Goal ▸ Return each entry exactly, omitting nothing.

Material provided ▸
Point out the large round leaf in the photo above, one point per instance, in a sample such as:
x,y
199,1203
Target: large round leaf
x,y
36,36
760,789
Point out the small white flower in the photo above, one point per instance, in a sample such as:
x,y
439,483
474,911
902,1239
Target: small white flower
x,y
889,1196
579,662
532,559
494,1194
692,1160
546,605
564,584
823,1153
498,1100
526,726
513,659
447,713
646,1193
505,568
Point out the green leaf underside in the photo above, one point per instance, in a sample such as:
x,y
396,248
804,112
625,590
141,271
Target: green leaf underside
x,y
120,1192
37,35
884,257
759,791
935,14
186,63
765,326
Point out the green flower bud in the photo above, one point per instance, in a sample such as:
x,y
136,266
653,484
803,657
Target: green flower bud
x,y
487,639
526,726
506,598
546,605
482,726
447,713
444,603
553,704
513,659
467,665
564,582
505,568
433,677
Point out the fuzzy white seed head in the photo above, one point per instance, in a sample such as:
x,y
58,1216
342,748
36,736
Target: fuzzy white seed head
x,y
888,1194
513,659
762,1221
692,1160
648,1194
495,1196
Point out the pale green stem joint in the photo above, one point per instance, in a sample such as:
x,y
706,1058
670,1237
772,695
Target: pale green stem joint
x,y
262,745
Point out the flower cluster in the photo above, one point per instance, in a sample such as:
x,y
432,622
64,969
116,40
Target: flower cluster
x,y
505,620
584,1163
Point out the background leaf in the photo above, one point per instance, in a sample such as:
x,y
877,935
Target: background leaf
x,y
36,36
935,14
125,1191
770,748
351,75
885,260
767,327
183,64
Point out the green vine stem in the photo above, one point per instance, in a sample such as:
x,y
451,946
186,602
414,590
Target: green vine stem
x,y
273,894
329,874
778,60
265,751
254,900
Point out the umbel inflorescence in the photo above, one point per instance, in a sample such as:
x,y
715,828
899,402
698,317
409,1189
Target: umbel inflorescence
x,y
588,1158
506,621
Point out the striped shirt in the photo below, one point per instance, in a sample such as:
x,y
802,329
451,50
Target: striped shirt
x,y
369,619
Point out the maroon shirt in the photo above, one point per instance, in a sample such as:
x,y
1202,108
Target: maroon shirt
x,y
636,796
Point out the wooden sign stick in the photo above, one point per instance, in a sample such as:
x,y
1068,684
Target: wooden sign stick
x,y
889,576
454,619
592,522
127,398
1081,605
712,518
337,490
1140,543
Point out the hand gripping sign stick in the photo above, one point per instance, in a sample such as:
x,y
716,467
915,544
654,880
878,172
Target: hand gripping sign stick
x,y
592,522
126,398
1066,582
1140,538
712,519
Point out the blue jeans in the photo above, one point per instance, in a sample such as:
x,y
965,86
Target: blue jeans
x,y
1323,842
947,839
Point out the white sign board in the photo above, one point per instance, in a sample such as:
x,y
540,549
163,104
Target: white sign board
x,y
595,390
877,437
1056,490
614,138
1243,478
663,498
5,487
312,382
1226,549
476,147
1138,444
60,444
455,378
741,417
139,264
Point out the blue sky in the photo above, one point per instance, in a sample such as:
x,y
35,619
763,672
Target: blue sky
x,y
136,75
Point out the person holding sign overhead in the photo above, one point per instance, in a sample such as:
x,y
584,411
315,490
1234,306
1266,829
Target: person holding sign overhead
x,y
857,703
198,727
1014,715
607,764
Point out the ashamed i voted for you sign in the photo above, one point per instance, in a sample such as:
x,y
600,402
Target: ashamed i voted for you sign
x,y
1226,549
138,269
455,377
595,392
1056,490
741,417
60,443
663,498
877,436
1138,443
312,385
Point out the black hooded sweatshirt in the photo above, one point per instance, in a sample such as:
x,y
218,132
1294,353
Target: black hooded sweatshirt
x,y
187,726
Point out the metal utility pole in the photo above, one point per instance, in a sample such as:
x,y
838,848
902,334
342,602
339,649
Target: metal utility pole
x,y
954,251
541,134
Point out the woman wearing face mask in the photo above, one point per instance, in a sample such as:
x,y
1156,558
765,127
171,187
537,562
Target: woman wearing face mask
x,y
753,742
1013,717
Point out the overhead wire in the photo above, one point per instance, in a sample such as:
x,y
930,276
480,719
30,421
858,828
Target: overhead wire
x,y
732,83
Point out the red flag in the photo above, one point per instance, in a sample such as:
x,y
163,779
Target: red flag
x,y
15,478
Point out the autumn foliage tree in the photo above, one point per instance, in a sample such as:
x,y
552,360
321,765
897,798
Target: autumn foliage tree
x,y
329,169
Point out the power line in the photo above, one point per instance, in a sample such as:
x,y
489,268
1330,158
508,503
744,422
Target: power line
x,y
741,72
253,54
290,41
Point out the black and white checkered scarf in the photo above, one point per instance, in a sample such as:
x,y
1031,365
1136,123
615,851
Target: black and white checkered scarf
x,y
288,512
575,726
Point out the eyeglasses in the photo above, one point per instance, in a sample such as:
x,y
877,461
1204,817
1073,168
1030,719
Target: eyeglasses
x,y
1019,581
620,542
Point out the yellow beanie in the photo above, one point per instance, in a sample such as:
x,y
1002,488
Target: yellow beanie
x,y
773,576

Output for this exercise ▸
Point out the large round leaf in the photo above, one point per instance, in a sample such as:
x,y
199,1203
Target: large round leaf
x,y
36,36
760,789
Point out the small white flower in the photo above, one point per instance, in a sample such as:
x,y
439,483
474,911
902,1239
Target: small white flower
x,y
889,1196
579,662
532,559
494,1194
692,1160
546,605
564,584
823,1153
498,1100
526,726
513,659
447,713
646,1193
505,568
Point out the green leaf underside in the photo above, one point per instance, in a sample such as:
x,y
396,248
804,112
625,590
141,271
Target: green leaf underside
x,y
120,1192
37,35
884,257
759,791
935,14
186,63
765,326
Point out the green flower bud in the photo above, one point per instance, in a sample such as:
x,y
136,266
653,484
803,657
Target: green flower bud
x,y
487,639
526,726
506,598
546,605
482,726
447,713
444,603
553,704
513,659
467,665
564,582
505,568
433,677
Point out the fuzzy white seed head in the photo above, one point per instance, in a sample such as:
x,y
58,1216
342,748
36,736
Target: fuzzy white seed head
x,y
888,1194
513,659
762,1221
692,1160
648,1194
495,1196
Point out the pale green stem joint in the photo above, one point per instance, in a sample such as:
x,y
706,1058
670,1237
772,695
Target: pale green stem joint
x,y
262,745
Point out the flower cluster in the photo above, one point per instance, in a sample such as:
x,y
432,622
64,969
116,40
Target: flower cluster
x,y
505,620
584,1163
Point out the background leaf in the photo above, one point per instance, in a sample such as:
x,y
877,935
Target: background leaf
x,y
36,36
935,14
125,1191
770,748
351,75
885,260
767,327
183,64
Point out the green vine stem in the photo above, one point per instance, in a sample such as:
x,y
451,946
186,602
414,590
Target: green vine stem
x,y
273,894
329,874
778,60
265,751
254,900
Point out the umbel inflorescence in the photo above, one point per instance, in a sample such as:
x,y
715,828
899,402
698,317
409,1189
Target: umbel inflorescence
x,y
588,1158
506,621
Point out the striped shirt in the photo below, one point per instance, in a sample such as:
x,y
802,329
451,50
Target: striped shirt
x,y
369,619
Point out the maroon shirt in the photo above, one point per instance, in a sample such as:
x,y
1202,108
Target: maroon shirt
x,y
636,796
Point out the wooden sign stick in the photo above, one point per instance, in a sample such as:
x,y
1068,684
Target: wooden sign stick
x,y
889,576
454,619
592,522
127,398
1081,605
712,518
337,490
1140,543
Point out the hand gripping sign stick in the photo above, one point per instance, in a sample such as:
x,y
716,467
915,544
654,880
878,172
Target: hand gripping sign stick
x,y
592,522
126,398
1066,582
1140,538
712,519
Point out the blue jeans in the photo above, one point per instance, in a sample such as:
x,y
965,86
Target: blue jeans
x,y
1323,842
947,839
Point out the white sign board in the photo above, one point per instance, in a sample such as:
x,y
540,549
163,104
Target: white sign board
x,y
595,390
877,437
1056,490
614,138
1243,478
663,498
5,487
312,382
1226,549
476,147
1138,444
60,444
455,378
741,417
139,264
Point out the blue sky in the photo above, one point per instance, in a sample such as:
x,y
35,619
763,672
Target: blue sky
x,y
136,75
Point out the person holding sign overhead in the photo above, one point per instance, in a sample such as:
x,y
584,411
315,490
1234,306
1266,829
Target: person holding sign overhead
x,y
857,703
198,727
1014,715
607,764
Point out the ashamed i voted for you sign in the photo above, one point per instance, in a sample such as:
x,y
600,402
Target: ashamed i voted for you sign
x,y
1226,549
138,269
455,377
595,392
1056,490
741,417
60,443
663,498
877,436
1138,443
312,385
Point out the black hooded sweatshirt in the photo above, one point per instance, in a sample such as:
x,y
218,132
1294,353
Target: black hooded sweatshirt
x,y
187,726
Point out the metal utility pole in the photo above, one point per instance, in a sample such as:
x,y
838,848
902,334
342,602
339,649
Target: metal utility pole
x,y
954,251
541,134
Point out the woman wearing face mask in the photo above, one point per instance, in a sample such as:
x,y
1156,558
765,127
171,187
537,562
Target: woman wearing face mask
x,y
753,742
1013,717
Point out the overhead wire in the photo above, one point per instance, in a sample such as:
x,y
930,276
480,719
30,421
858,828
Target: overhead wire
x,y
732,83
Point out the red flag in the photo above, one point per instance, in a sample such as:
x,y
163,779
Target: red flag
x,y
15,478
Point out the autumn foliage tree in the photo above, one point per instance, in a sample such as:
x,y
552,360
321,765
897,798
Target: autumn foliage tree
x,y
329,169
Point out the power line in the photo above, one point per instance, in a sample such as:
x,y
489,268
1330,158
508,503
744,422
Target: power line
x,y
741,72
253,54
290,41
Point out the black and white checkered scarf in the photo above, one point per instance, in a sample such as:
x,y
1031,365
1136,123
615,851
Target: black and white checkered scarf
x,y
288,512
575,726
Point out the eyeglasses in the photo above, one point per instance, in a sample such as:
x,y
877,461
1204,817
1073,168
1030,719
Target: eyeglasses
x,y
1019,581
620,542
Point out the yellow beanie in the photo above, one point per instance, in a sample such as:
x,y
1002,488
Target: yellow beanie
x,y
773,576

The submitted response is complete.